# [本文]
▼

娘が精神の病気になった時、もうこれですべてが終わり……と思ったが、死からも見放された私はそこで初めて助けを求めた。
 カウンセリングや自助グループにつながり、過去と向き合い、整理をしていく。
 親への憎しみから少しずつ解放されていく中で家族会や市の支援にも支えられ、心が軽くなっていった。
 そんな時、たまたま目にしたチラシとの不思議な出会いで夜間学級に通うようになり、人との関わりが苦手だった私にともに学ぶ仲間ができた。そこでは、少しずつ素の自分を出せるようになり、様々な体験が自信になり、変わっていく自分を感じるようになった。
 自分を「生きている」……と感じられることが何より嬉しかった。
 そんな中でのNHK障害福祉賞への応募だった。しかも、まさか!の入賞である。自分の書いたものが活字になり、本になる。人生、捨てたものではない。この年になってこんなことが起こるとは。

夜間学級が明日を生きる力

体育の授業(卓球)
体育の授業(卓球)の写真
英語の授業
英語の授業の写真
家庭科の授業(調理実習)の写真
家庭科の授業(調理実習)

▲

# [用意した資料]
▼

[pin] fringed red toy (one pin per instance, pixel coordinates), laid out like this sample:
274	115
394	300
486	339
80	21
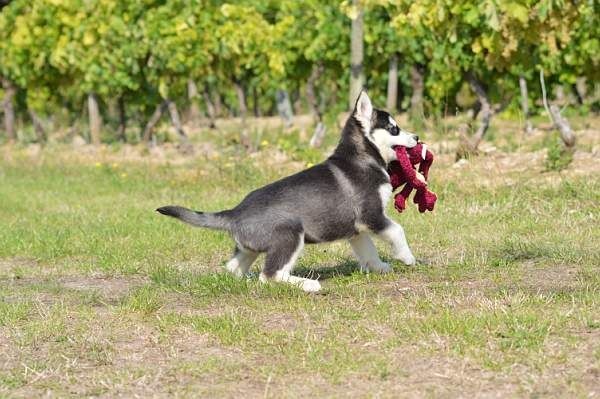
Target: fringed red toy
404	171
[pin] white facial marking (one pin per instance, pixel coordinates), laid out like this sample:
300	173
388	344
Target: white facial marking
364	111
384	142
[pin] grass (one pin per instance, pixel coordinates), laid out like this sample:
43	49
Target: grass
99	295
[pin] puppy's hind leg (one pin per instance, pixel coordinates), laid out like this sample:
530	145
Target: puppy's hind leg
366	253
280	261
241	261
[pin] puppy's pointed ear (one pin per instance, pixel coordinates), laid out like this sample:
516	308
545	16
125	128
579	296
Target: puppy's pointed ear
363	111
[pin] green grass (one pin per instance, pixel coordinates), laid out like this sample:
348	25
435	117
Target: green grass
99	295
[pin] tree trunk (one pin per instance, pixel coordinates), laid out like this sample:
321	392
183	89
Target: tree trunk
176	120
210	108
218	103
416	98
580	88
560	123
185	147
468	145
122	119
313	102
9	110
94	118
357	77
149	128
243	110
525	104
284	107
392	99
256	103
40	132
194	111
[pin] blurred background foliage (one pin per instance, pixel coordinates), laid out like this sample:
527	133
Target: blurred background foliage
115	62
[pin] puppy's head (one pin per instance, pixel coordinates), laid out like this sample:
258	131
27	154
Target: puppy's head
381	129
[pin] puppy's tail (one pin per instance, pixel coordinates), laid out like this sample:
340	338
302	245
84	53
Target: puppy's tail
217	221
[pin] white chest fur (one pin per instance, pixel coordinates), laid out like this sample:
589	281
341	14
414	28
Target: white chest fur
385	193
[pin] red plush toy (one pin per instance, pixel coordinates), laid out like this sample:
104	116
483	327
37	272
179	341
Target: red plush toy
403	171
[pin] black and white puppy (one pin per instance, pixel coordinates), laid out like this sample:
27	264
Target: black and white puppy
344	197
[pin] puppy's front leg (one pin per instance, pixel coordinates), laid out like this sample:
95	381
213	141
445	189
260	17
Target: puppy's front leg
394	234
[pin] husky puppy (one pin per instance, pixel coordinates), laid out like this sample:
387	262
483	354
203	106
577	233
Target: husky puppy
342	198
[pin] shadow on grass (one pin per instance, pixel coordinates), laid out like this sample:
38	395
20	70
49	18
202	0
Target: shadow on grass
346	268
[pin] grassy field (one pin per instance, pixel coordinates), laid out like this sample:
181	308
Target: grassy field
100	296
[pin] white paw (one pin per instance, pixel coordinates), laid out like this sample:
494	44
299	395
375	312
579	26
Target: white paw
380	267
407	258
311	286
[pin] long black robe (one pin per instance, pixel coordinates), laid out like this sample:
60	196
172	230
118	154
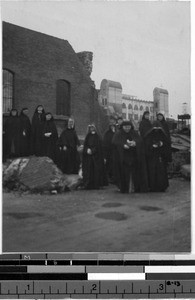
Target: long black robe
168	153
49	142
108	149
156	161
69	160
93	165
38	122
131	162
12	136
25	135
144	127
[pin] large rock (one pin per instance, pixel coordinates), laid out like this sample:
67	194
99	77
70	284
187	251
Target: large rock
37	174
186	171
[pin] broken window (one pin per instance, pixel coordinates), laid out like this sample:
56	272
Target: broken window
8	86
63	97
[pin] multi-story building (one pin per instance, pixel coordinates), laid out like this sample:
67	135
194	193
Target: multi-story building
128	106
110	95
133	108
161	101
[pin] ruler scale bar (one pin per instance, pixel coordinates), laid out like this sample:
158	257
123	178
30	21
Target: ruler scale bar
60	276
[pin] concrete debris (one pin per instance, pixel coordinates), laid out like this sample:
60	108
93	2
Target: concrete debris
180	142
37	174
186	171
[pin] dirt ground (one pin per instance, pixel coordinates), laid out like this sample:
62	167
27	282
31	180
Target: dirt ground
99	221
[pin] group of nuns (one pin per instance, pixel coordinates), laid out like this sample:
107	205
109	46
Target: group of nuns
135	161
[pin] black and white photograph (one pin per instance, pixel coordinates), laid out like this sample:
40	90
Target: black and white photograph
96	133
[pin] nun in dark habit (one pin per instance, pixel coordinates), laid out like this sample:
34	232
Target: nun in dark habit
12	135
25	133
108	149
93	160
145	124
50	136
38	122
68	143
157	151
163	123
131	174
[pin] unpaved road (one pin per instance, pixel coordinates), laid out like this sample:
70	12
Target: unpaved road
98	221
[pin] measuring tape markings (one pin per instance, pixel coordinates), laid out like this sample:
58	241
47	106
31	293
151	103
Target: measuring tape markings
96	287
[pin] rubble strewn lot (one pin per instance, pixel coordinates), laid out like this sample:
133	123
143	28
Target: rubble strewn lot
102	220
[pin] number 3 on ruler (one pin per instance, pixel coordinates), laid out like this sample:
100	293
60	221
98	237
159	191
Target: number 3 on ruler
94	287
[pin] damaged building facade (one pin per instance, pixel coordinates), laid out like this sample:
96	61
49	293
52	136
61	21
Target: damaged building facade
130	107
42	69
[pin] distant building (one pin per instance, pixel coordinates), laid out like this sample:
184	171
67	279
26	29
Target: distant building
161	101
128	106
110	95
133	108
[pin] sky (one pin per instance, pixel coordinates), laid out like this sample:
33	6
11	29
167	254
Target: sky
141	44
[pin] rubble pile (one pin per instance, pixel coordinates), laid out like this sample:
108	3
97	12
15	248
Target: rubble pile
37	174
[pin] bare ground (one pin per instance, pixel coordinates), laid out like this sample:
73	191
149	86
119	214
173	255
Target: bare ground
99	221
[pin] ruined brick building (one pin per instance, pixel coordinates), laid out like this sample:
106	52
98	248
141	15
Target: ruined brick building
42	69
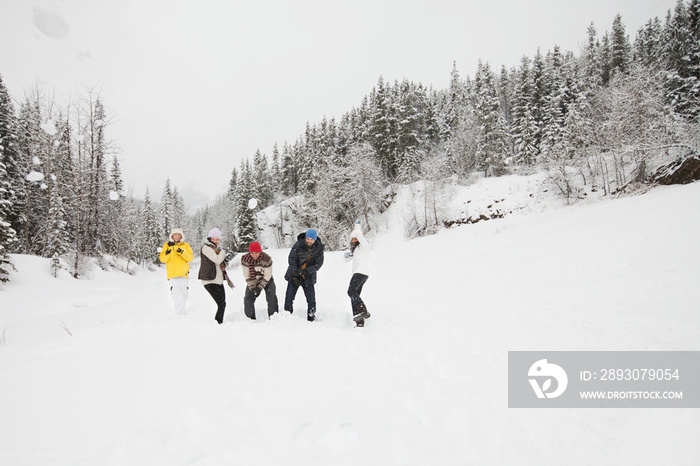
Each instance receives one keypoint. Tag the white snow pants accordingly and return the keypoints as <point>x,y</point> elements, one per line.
<point>179,289</point>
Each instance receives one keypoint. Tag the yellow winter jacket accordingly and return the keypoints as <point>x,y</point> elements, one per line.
<point>177,264</point>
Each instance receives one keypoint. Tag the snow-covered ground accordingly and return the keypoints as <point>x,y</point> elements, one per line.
<point>100,372</point>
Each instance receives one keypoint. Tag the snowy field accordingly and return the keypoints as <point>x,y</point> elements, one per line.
<point>100,372</point>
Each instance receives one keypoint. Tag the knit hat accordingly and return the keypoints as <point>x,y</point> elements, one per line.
<point>177,231</point>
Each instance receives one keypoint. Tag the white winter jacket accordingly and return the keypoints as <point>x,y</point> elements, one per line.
<point>360,257</point>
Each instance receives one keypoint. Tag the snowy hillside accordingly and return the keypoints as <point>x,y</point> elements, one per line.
<point>101,372</point>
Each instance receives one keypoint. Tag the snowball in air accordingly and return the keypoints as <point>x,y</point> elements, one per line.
<point>35,176</point>
<point>49,128</point>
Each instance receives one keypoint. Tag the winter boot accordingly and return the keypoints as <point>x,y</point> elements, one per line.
<point>361,313</point>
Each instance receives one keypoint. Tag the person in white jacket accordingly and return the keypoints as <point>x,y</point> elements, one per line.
<point>359,255</point>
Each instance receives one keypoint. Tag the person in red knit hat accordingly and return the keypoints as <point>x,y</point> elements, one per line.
<point>257,271</point>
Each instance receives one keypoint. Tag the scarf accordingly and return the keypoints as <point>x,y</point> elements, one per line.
<point>251,265</point>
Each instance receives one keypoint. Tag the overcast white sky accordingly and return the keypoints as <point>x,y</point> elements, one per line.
<point>195,86</point>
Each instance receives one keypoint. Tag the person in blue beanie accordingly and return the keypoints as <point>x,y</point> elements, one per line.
<point>305,259</point>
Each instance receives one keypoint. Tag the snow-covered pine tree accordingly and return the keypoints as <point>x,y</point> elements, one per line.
<point>245,190</point>
<point>682,52</point>
<point>262,180</point>
<point>524,129</point>
<point>7,234</point>
<point>290,175</point>
<point>179,212</point>
<point>620,48</point>
<point>166,209</point>
<point>383,128</point>
<point>8,156</point>
<point>32,149</point>
<point>649,45</point>
<point>150,233</point>
<point>55,234</point>
<point>493,139</point>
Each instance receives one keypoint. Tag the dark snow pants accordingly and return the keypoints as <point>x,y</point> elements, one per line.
<point>309,292</point>
<point>219,294</point>
<point>356,283</point>
<point>270,296</point>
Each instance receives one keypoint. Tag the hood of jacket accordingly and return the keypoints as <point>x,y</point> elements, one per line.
<point>176,230</point>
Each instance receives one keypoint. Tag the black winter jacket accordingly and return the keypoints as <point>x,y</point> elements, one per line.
<point>302,254</point>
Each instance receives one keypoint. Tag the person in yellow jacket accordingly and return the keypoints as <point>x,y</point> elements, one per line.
<point>177,255</point>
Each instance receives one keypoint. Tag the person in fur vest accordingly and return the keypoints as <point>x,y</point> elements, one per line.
<point>257,272</point>
<point>359,255</point>
<point>211,273</point>
<point>177,255</point>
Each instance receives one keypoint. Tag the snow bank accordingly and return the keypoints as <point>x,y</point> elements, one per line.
<point>425,382</point>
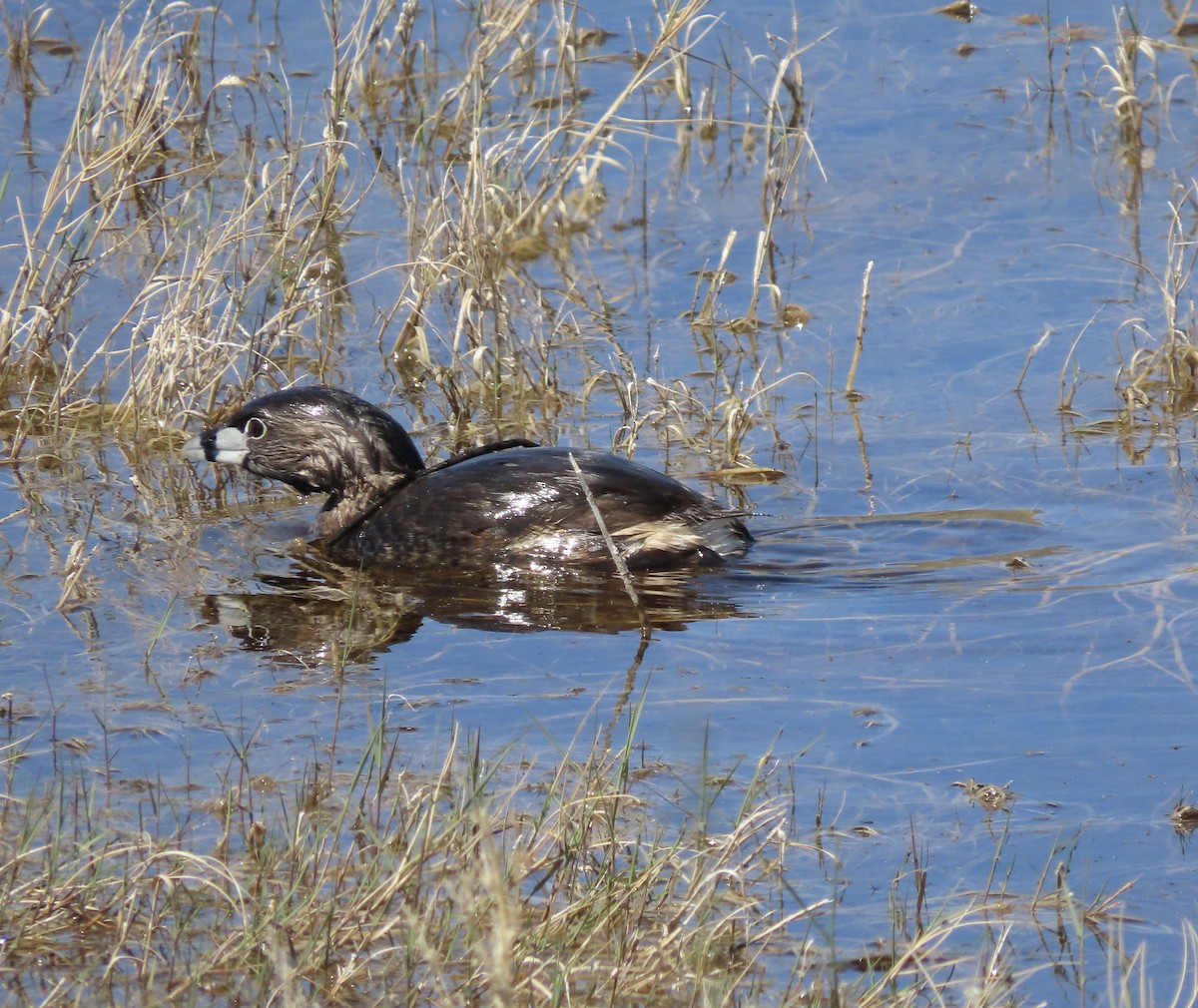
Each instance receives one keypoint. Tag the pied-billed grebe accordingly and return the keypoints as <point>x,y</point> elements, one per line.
<point>509,502</point>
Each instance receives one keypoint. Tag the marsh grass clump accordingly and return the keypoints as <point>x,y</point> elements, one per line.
<point>482,879</point>
<point>1161,375</point>
<point>495,155</point>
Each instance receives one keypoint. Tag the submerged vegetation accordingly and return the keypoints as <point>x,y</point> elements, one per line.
<point>486,879</point>
<point>447,212</point>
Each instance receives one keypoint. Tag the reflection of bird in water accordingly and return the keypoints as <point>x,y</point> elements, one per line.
<point>504,503</point>
<point>308,614</point>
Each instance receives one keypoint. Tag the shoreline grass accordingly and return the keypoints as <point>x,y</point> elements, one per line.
<point>489,879</point>
<point>233,221</point>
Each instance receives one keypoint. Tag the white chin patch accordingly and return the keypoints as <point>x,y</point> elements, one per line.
<point>227,445</point>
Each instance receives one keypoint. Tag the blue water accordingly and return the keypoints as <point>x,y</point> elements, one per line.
<point>880,641</point>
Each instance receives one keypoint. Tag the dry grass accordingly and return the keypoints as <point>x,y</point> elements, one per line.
<point>209,197</point>
<point>229,218</point>
<point>476,881</point>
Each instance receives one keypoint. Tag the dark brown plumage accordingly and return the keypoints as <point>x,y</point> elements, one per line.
<point>509,502</point>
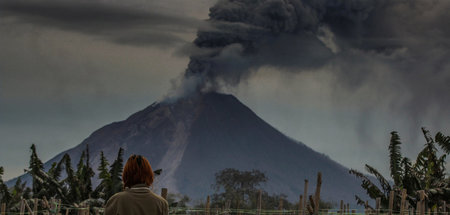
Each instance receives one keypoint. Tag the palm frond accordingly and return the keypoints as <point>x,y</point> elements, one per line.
<point>371,189</point>
<point>443,141</point>
<point>383,182</point>
<point>395,158</point>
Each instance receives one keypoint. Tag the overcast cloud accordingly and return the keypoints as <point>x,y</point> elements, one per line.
<point>338,77</point>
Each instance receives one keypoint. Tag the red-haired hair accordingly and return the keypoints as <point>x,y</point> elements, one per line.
<point>137,170</point>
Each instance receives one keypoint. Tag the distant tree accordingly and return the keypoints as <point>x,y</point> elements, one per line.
<point>5,196</point>
<point>72,182</point>
<point>84,174</point>
<point>36,167</point>
<point>116,175</point>
<point>426,173</point>
<point>18,191</point>
<point>105,178</point>
<point>239,187</point>
<point>177,200</point>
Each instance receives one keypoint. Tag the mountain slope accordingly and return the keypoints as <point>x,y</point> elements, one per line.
<point>193,138</point>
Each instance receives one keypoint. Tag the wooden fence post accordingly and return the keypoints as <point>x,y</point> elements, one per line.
<point>3,208</point>
<point>280,206</point>
<point>317,194</point>
<point>35,201</point>
<point>22,207</point>
<point>402,203</point>
<point>300,205</point>
<point>391,201</point>
<point>207,205</point>
<point>258,204</point>
<point>29,208</point>
<point>445,208</point>
<point>58,210</point>
<point>422,202</point>
<point>345,209</point>
<point>377,205</point>
<point>305,195</point>
<point>366,206</point>
<point>164,193</point>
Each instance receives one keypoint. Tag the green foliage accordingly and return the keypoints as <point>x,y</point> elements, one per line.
<point>395,157</point>
<point>116,175</point>
<point>5,196</point>
<point>105,178</point>
<point>239,187</point>
<point>426,173</point>
<point>177,200</point>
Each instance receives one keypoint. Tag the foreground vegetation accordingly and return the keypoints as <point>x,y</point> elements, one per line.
<point>233,188</point>
<point>427,172</point>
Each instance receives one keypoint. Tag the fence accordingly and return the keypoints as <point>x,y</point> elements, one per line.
<point>305,207</point>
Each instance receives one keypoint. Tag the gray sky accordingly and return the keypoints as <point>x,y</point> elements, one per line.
<point>69,67</point>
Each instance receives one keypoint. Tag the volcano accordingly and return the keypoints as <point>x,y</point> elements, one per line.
<point>193,138</point>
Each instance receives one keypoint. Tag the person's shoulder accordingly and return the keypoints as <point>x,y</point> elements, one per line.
<point>118,196</point>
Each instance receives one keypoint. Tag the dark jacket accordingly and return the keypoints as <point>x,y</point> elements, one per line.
<point>138,200</point>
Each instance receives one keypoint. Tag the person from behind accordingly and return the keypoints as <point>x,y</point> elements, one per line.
<point>137,198</point>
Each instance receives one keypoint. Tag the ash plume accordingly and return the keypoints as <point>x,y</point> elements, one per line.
<point>402,47</point>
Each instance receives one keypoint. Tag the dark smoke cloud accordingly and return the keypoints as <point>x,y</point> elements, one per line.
<point>118,23</point>
<point>407,41</point>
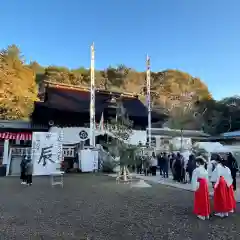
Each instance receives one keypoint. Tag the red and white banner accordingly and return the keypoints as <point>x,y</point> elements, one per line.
<point>16,136</point>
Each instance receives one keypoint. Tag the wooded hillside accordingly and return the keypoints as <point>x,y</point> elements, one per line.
<point>184,98</point>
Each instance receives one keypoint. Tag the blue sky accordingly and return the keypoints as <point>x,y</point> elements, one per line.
<point>201,37</point>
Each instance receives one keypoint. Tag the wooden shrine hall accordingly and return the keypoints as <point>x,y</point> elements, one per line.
<point>66,105</point>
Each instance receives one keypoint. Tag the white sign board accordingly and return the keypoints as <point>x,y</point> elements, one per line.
<point>87,160</point>
<point>46,152</point>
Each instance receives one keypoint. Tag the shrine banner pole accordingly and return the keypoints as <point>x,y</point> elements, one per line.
<point>148,76</point>
<point>92,98</point>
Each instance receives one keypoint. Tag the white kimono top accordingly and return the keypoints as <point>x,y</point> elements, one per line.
<point>210,168</point>
<point>221,171</point>
<point>199,172</point>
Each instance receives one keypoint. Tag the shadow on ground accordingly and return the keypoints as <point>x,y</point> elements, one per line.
<point>95,207</point>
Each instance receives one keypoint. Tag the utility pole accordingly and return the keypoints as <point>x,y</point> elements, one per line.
<point>92,98</point>
<point>148,76</point>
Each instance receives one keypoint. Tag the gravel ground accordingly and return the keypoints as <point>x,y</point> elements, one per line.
<point>95,207</point>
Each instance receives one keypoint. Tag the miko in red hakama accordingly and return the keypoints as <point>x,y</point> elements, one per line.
<point>201,199</point>
<point>231,199</point>
<point>221,197</point>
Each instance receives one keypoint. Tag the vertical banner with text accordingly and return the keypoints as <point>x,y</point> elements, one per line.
<point>46,152</point>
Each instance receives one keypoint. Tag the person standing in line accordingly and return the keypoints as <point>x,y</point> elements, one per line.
<point>165,165</point>
<point>221,176</point>
<point>161,163</point>
<point>153,164</point>
<point>23,170</point>
<point>201,193</point>
<point>178,167</point>
<point>233,166</point>
<point>29,172</point>
<point>191,165</point>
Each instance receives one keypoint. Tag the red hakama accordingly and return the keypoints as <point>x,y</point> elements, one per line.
<point>221,197</point>
<point>231,199</point>
<point>201,199</point>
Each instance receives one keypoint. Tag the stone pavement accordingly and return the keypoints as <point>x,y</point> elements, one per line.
<point>187,186</point>
<point>169,182</point>
<point>94,207</point>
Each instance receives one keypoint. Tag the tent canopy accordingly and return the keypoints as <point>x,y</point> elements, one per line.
<point>212,147</point>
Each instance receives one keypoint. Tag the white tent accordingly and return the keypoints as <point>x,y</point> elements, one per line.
<point>212,147</point>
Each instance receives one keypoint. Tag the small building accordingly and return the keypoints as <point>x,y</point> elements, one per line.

▲

# [取り組む問題]
A) 本文のうち、「親への憎しみから少しずつ解放」で始まり「ってこんなことが起こるとは。」で終わる部分を、そのまま書き写してください。
B) 本文によると、筆者が夜間学級に通うようになったきっかけは何ですか。

# [答え]
A)
親への憎しみから少しずつ解放されていく中で家族会や市の支援にも支えられ、心が軽くなっていった。
 そんな時、たまたま目にしたチラシとの不思議な出会いで夜間学級に通うようになり、人との関わりが苦手だった私にともに学ぶ仲間ができた。そこでは、少しずつ素の自分を出せるようになり、様々な体験が自信になり、変わっていく自分を感じるようになった。
 自分を「生きている」……と感じられることが何より嬉しかった。
 そんな中でのNHK障害福祉賞への応募だった。しかも、まさか!の入賞である。自分の書いたものが活字になり、本になる。人生、捨てたものではない。この年になってこんなことが起こるとは。

B) たまたま目にしたチラシとの不思議な出会いです。